▸ WHAT THIS EXERCISE ASKS:
1. In the passage on the Apollo 11 commemorative coin bill, who is the bill's sponsor in the Senate?
2. Reproduce the passage on the Apollo 11 commemorative coin bill word for word between "Almost 300 members" and "an original co-sponsor.", inclusive.
3. Render this sentence from the passage on the Apollo 11 commemorative coin bill into Spanish: "The moon landing was honored on both the Eisenhower and Susan B. Anthony dollar coins from the 1970s with the back of them showing the Apollo 11 emblem of an American eagle landing on the moon."

▸ PASSAGE SHOWN:
· · · · · · ·

The measure passed on voice vote on Monday. After the vote, Posey explained why he brought out the bill.
“The United States remains the only country to have ever landed humans on a celestial body off the Earth and brought them home safely,” Posey said. “Passage of this bill honors that great feat and recognizes astronauts Armstrong, Aldrin and Collins, who made the historic journey. I would like to thank all of our cosponsors who worked to make this possible.”
Part of the proceeds from the sale of the coin will go to college scholarships for students majoring in science, technology, engineering or mathematics (STEM) fields. Proceeds will also go to space exploration education, the Astronauts Monument which honors astronauts killed in the line of duty and the National Air and Space Museum’s “Destination Moon” exhibit.
“I am honored to be a cosponsor of the Apollo 11 50th Anniversary Commemorative Coin Act, which passed with overwhelming bipartisan support. In addition to honoring the Apollo 11 crew members and everyone else who made this historic mission possible, the coins are a testament to America’s innovative spirit,” said Wilson. “More important, proceeds from the sale of the coin will help fund college scholarships for future astronauts, scientists and engineers, ensuring our great nation’s place as a leader of scientific and technological discovery.”
The moon landing was honored on both the Eisenhower and Susan B. Anthony dollar coins from the 1970s with the back of them showing the Apollo 11 emblem of an American eagle landing on the moon.
Almost 300 members of Congress joined Posey’s and Wilson’s bill as co-sponsors including every member of the Florida delegation. The bill now heads to the Senate where U.S. Sen. Bill Nelson, D-Fla., is the sponsor and U.S. Sen. Marco Rubio, R-Fla., is an original co-sponsor.

· · · · · · ·

▸ ENTRIES PROVIDED:
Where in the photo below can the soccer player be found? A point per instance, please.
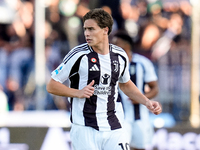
(95, 69)
(142, 73)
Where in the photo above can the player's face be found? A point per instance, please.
(94, 35)
(119, 42)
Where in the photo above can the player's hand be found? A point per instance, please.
(154, 106)
(87, 91)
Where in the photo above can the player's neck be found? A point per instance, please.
(102, 48)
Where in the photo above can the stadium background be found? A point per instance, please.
(35, 36)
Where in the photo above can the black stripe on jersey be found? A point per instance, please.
(137, 111)
(91, 103)
(74, 79)
(134, 78)
(83, 47)
(112, 118)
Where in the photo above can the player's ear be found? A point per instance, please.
(106, 30)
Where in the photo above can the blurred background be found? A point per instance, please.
(35, 35)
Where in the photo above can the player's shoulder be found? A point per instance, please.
(77, 51)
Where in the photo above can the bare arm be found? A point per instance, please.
(153, 90)
(134, 94)
(60, 89)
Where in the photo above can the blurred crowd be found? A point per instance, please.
(158, 27)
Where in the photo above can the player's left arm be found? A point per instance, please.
(152, 89)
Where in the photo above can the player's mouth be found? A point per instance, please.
(88, 40)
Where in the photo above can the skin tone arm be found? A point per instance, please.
(60, 89)
(151, 92)
(133, 93)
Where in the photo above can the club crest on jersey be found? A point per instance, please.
(93, 60)
(116, 65)
(132, 69)
(58, 70)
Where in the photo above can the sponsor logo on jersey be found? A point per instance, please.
(93, 60)
(102, 90)
(105, 79)
(116, 64)
(58, 70)
(94, 68)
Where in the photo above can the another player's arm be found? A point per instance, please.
(134, 93)
(57, 88)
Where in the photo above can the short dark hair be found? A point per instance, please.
(124, 36)
(103, 18)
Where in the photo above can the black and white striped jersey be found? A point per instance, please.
(102, 111)
(141, 72)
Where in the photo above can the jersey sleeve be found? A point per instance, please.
(125, 77)
(62, 72)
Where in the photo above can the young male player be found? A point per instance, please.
(95, 70)
(142, 73)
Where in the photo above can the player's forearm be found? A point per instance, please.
(60, 89)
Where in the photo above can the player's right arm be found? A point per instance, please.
(57, 88)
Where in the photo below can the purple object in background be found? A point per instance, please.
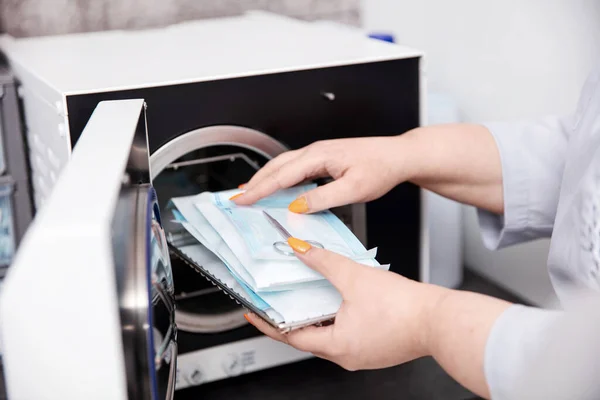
(386, 37)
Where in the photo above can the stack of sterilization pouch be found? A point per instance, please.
(235, 245)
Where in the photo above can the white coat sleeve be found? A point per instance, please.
(539, 354)
(532, 154)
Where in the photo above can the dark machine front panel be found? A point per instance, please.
(298, 108)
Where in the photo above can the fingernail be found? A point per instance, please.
(236, 196)
(299, 246)
(299, 206)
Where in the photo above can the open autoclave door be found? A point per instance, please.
(87, 308)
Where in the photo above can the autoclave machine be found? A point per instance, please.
(223, 97)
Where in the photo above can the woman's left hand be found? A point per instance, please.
(383, 319)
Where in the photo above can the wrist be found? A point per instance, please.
(434, 299)
(409, 159)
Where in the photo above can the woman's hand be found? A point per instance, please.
(386, 320)
(383, 320)
(363, 169)
(457, 161)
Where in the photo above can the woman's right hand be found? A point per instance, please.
(363, 169)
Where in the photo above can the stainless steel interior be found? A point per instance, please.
(212, 159)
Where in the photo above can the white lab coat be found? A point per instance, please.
(551, 175)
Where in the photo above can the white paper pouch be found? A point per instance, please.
(223, 239)
(260, 236)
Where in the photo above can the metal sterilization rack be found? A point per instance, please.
(16, 207)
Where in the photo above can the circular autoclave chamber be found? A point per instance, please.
(213, 159)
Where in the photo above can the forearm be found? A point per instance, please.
(459, 325)
(457, 161)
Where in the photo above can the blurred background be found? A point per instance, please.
(495, 60)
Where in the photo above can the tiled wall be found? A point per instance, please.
(48, 17)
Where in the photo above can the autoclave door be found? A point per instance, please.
(87, 306)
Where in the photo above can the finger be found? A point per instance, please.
(316, 340)
(290, 174)
(342, 272)
(313, 339)
(271, 166)
(340, 192)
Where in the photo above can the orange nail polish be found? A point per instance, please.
(299, 206)
(299, 246)
(236, 196)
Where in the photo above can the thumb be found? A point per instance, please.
(337, 193)
(341, 272)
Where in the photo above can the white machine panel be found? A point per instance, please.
(60, 326)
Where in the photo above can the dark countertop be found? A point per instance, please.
(316, 379)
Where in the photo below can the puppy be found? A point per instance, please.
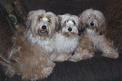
(29, 56)
(66, 39)
(94, 37)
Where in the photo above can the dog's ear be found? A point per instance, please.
(81, 28)
(59, 23)
(29, 19)
(102, 29)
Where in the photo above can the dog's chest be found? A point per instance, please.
(64, 44)
(93, 36)
(46, 43)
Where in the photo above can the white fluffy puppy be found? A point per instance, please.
(66, 39)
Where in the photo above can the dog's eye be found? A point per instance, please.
(95, 17)
(73, 22)
(40, 18)
(48, 20)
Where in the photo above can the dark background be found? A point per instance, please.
(95, 69)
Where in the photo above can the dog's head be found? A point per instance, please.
(42, 23)
(69, 25)
(93, 19)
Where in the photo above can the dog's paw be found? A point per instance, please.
(113, 55)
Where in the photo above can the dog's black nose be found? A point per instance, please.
(92, 24)
(70, 29)
(43, 27)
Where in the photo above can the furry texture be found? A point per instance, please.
(29, 56)
(66, 39)
(94, 37)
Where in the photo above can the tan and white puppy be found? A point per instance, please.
(94, 36)
(66, 39)
(29, 56)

· · · · · · ·

▸ ANSWERS:
1. U.S. Sen. Bill Nelson, D-Fla.

2.
Almost 300 members of Congress joined Posey’s and Wilson’s bill as co-sponsors including every member of the Florida delegation. The bill now heads to the Senate where U.S. Sen. Bill Nelson, D-Fla., is the sponsor and U.S. Sen. Marco Rubio, R-Fla., is an original co-sponsor.

3. El alunizaje fue homenajeado tanto en la moneda de un dólar de Eisenhower como en la de Susan B. Anthony de la década de 1970, cuyo reverso mostraba el emblema del Apolo 11 de un águila estadounidense aterrizando en la Luna.